§ **Halaman**:
Selasa, 22 September 2009

RE: [bali-bali] Re:Lagi lagi masalah kasta



Yth Bli Sugi dan kawan kawan

 

Saya sangat senang membaca ulasan ulasan di Millis ini

Terutama dari bli Sugi, mbak vieb dan mbak Bulan serta ulasan yang  yang lainnya

Saya merasa kemampuan saya menguraikan sebuah permasalahan masih sangat dangkal

Jadi maafkan kebodohan dan kekurangan tersebut

Saya hanya belajar ikut berbicara, dan membiasakan diri saya untuk belajar menulis dan berbicara agar lebih terstruktur dan terpola.

Terlepas dari keseharian saya sebagai seorang praktisi , saya terbiasa berbahasa teknis yang to the point

karena saya tidak terbiasa menulis dan berbicara,  pernah suatu ketika saya mengalami nervous berat  saat diundang sebagai salah seorang pembicara di Univ Udayana, bersama lima pembicara lainnya yang semuanya akademisi bergelar Doktor dan PhD

Jadi buat saya pribadi Milis ini sangat menginspirasi saya untuk menjadi lebih baik , dan lebih aware terhadap permasalahan-permasalahan

Yang mungkin akan kita hadapi .

 

Saya sangat setuju jika pembicaraan di milis ini dibatasi oleh sebuah frame.

§ **Tugas diberikan A**: Berapa baris dalam daftar yang memuat kata "headlight"? Hitung dengan membedakan huruf besar dan kecil, lalu tuliskan angkanya saja.
Tulisan milis di atas sama sekali tidak berhubungan dengan daftar.

§ **Daftar**:
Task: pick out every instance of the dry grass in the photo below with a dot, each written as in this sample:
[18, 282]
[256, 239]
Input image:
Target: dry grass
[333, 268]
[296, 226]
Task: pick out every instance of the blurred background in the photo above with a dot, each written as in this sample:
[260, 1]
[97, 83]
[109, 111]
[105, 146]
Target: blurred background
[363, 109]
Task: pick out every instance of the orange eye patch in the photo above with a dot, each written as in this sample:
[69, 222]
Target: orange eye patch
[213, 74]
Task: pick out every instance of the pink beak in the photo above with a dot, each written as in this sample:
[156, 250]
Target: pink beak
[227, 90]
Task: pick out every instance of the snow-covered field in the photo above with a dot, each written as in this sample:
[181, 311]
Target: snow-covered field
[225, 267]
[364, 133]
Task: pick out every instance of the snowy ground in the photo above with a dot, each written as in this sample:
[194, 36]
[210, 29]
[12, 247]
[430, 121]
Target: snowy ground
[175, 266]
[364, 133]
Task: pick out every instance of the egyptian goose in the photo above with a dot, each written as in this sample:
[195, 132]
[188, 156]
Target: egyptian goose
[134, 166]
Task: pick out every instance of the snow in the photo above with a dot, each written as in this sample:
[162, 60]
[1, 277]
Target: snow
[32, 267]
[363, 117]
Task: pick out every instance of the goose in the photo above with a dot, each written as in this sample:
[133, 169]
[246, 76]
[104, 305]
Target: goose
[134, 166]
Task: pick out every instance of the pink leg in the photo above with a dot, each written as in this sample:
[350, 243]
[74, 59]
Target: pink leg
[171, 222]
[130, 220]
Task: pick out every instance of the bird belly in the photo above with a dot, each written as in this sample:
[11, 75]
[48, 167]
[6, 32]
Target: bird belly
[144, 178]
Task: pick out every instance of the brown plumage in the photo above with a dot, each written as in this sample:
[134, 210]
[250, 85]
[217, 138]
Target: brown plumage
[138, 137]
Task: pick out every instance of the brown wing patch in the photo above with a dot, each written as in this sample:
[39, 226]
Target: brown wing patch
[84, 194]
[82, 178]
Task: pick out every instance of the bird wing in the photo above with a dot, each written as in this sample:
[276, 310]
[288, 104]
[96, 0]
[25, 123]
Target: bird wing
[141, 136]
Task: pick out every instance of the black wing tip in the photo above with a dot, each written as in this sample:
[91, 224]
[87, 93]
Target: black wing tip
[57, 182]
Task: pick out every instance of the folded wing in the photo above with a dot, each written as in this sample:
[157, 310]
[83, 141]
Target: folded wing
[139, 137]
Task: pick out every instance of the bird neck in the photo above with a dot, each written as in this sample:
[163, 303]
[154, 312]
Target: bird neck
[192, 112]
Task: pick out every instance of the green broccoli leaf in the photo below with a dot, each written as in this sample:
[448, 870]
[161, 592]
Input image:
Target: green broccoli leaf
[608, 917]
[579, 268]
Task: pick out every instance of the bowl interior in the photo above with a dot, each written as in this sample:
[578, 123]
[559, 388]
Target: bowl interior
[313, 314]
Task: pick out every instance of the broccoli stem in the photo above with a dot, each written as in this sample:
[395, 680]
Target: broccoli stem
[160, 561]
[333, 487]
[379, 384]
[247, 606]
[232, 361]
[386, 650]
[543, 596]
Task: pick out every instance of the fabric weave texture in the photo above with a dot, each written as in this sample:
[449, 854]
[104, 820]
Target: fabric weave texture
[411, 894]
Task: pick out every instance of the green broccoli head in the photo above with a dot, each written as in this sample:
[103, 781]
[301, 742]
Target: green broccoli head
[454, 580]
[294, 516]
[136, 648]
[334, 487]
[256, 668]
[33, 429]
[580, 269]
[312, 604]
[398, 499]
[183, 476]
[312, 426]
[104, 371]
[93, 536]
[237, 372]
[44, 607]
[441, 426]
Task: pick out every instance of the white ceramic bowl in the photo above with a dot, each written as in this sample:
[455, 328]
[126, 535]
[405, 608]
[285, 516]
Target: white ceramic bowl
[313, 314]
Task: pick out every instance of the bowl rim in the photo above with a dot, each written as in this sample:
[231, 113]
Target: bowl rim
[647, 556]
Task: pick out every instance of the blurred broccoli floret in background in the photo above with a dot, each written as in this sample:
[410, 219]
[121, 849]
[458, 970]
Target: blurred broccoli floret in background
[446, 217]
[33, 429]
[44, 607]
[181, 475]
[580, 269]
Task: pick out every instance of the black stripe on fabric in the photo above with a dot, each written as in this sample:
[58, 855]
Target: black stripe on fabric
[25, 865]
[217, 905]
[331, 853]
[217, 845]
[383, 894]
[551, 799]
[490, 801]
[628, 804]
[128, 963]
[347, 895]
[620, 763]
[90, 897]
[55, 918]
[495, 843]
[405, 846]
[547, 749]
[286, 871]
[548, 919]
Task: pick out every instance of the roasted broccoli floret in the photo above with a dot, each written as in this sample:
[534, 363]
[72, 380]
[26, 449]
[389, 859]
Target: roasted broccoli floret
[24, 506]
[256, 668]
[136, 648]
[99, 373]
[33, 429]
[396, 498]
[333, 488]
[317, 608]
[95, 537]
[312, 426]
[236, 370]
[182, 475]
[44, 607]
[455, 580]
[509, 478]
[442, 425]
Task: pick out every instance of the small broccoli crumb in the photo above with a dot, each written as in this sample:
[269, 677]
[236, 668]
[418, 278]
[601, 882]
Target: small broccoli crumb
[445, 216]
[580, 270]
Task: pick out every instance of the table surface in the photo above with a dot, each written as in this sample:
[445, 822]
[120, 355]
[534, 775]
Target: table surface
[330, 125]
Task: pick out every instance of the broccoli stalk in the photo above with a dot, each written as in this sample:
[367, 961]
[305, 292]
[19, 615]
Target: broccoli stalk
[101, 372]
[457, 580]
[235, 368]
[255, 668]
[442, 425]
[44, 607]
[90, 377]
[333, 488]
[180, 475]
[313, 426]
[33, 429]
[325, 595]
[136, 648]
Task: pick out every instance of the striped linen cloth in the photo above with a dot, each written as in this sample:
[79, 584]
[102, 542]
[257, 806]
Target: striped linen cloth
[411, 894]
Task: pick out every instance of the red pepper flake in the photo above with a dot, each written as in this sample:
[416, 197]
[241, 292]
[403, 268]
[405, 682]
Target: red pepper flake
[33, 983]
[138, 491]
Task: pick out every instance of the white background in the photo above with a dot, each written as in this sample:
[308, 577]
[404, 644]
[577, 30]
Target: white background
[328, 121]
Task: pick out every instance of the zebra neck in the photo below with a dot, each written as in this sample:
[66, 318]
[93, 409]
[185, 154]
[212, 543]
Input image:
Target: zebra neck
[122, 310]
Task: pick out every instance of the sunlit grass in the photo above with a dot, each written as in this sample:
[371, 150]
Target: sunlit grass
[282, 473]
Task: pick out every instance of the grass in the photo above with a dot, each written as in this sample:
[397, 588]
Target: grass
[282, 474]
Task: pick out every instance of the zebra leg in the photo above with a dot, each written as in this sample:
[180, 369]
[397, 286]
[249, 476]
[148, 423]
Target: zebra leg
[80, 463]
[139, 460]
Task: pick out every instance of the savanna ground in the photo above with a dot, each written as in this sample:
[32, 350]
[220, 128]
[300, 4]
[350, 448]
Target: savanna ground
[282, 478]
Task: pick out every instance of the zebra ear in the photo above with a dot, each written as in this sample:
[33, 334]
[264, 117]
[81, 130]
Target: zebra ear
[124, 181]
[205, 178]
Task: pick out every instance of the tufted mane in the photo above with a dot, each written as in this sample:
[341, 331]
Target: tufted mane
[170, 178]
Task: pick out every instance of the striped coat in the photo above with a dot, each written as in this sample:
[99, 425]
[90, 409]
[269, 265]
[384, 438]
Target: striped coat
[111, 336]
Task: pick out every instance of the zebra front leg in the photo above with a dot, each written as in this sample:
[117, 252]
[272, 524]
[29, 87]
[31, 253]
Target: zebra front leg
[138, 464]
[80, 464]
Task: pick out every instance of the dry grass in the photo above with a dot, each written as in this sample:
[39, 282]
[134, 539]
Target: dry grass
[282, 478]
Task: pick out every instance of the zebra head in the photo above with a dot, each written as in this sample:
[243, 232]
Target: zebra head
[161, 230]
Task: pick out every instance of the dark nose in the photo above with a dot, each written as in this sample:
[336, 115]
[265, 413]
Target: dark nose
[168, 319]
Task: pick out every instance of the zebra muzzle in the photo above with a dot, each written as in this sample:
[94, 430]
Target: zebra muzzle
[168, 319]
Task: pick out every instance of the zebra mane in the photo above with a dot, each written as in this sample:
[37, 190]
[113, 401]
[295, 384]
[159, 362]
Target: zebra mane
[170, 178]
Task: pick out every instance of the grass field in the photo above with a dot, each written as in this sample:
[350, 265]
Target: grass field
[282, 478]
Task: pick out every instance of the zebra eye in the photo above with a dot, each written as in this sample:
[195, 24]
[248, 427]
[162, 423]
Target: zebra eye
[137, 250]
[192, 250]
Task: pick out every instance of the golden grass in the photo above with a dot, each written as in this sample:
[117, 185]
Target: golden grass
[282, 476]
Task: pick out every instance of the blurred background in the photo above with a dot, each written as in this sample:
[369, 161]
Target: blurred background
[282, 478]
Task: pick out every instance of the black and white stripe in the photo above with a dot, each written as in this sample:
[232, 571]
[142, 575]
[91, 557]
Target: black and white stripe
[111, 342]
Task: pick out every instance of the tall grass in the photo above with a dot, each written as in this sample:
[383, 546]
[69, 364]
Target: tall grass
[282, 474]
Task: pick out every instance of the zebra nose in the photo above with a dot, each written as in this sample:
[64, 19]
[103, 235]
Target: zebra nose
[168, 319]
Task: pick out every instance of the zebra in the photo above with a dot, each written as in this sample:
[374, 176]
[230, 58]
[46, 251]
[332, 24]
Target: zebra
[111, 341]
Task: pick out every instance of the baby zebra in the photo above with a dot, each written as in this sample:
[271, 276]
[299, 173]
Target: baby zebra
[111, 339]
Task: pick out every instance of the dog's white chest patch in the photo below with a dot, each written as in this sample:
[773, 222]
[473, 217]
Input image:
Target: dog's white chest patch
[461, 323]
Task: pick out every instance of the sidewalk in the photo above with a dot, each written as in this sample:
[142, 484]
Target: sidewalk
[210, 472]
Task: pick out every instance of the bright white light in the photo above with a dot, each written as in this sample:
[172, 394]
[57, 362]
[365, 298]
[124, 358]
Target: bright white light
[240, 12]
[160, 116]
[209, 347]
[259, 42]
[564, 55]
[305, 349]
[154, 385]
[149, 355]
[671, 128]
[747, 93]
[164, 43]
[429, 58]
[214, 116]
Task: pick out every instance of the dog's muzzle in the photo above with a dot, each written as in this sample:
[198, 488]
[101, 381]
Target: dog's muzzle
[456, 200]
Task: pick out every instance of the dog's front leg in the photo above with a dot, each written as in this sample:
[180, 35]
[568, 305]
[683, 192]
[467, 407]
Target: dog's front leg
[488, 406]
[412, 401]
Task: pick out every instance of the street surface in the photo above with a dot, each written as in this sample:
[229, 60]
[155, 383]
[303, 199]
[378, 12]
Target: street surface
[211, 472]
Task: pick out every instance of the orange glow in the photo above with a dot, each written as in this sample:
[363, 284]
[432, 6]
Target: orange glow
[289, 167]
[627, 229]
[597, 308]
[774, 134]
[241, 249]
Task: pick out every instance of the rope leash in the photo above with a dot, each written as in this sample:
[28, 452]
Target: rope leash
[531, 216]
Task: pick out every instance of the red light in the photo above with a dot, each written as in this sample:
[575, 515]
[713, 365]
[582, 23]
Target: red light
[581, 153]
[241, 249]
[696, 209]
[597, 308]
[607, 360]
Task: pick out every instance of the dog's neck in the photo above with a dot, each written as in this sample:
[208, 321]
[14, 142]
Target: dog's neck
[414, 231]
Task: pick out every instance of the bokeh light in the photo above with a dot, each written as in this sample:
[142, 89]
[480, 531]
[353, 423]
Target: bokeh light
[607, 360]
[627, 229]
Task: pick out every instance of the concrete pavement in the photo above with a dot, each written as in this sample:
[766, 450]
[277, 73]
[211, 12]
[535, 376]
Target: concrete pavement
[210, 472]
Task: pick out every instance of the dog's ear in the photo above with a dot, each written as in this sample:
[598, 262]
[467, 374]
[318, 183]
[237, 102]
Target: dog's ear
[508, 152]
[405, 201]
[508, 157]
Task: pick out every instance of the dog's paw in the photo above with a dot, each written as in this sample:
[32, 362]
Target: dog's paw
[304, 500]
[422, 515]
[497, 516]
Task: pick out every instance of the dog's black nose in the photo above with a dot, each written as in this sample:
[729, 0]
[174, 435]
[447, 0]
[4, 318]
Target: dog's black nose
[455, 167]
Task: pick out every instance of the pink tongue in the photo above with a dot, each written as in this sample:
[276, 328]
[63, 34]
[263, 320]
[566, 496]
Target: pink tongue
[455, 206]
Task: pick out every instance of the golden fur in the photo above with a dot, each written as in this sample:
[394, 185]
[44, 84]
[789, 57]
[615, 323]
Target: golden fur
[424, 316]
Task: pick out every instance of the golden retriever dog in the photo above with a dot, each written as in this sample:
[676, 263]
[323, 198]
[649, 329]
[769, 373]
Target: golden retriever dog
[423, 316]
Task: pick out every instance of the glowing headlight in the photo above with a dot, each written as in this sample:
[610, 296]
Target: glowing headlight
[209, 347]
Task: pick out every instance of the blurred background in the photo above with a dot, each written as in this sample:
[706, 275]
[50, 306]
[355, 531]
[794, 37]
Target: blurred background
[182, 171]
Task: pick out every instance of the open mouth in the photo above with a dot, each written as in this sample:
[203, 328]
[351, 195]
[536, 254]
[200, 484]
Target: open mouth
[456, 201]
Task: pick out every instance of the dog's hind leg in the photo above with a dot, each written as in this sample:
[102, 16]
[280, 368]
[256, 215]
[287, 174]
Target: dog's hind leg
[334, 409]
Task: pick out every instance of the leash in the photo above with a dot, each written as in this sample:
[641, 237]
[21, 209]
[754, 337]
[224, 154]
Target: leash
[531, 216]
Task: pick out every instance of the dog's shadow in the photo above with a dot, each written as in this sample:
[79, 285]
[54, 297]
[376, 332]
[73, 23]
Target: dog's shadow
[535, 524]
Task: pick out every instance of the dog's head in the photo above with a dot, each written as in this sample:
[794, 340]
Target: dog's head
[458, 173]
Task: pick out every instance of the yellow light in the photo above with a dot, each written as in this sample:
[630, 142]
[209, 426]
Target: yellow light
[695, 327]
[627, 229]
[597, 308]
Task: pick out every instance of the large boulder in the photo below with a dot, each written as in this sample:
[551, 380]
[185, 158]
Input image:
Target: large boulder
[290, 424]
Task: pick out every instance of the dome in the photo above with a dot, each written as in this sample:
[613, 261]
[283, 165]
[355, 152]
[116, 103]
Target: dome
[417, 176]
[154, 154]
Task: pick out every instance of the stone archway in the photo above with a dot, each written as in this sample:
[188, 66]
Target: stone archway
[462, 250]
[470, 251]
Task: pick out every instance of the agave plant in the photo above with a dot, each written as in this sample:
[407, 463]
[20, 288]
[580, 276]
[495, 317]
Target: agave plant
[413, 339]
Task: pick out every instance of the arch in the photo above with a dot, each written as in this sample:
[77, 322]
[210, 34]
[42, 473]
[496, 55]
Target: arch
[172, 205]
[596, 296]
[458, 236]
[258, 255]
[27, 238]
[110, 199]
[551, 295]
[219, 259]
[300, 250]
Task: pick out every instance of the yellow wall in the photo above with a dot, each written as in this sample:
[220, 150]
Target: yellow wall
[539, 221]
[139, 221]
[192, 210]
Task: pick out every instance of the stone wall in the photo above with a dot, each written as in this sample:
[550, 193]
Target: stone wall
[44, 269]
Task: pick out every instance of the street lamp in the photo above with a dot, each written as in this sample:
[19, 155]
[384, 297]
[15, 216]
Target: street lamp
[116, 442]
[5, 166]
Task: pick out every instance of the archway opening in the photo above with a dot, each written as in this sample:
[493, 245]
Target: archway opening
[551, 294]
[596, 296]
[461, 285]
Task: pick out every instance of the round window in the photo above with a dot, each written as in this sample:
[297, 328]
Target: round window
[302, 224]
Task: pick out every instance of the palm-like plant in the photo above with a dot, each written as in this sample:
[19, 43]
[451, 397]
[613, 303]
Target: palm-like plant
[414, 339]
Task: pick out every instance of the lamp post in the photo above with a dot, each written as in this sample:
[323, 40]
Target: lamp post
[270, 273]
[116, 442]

§ **Tugas diberikan B**: Tuliskan persis bagian tulisan milis itu, mulai dari "karena saya tidak" dan berakhir pada "oleh sebuah frame.".

§ **Jawaban akhir A**: 2

§ **Jawaban akhir B**:
karena saya tidak terbiasa menulis dan berbicara,  pernah suatu ketika saya mengalami nervous berat  saat diundang sebagai salah seorang pembicara di Univ Udayana, bersama lima pembicara lainnya yang semuanya akademisi bergelar Doktor dan PhD

Jadi buat saya pribadi Milis ini sangat menginspirasi saya untuk menjadi lebih baik , dan lebih aware terhadap permasalahan-permasalahan

Yang mungkin akan kita hadapi .

 

Saya sangat setuju jika pembicaraan di milis ini dibatasi oleh sebuah frame.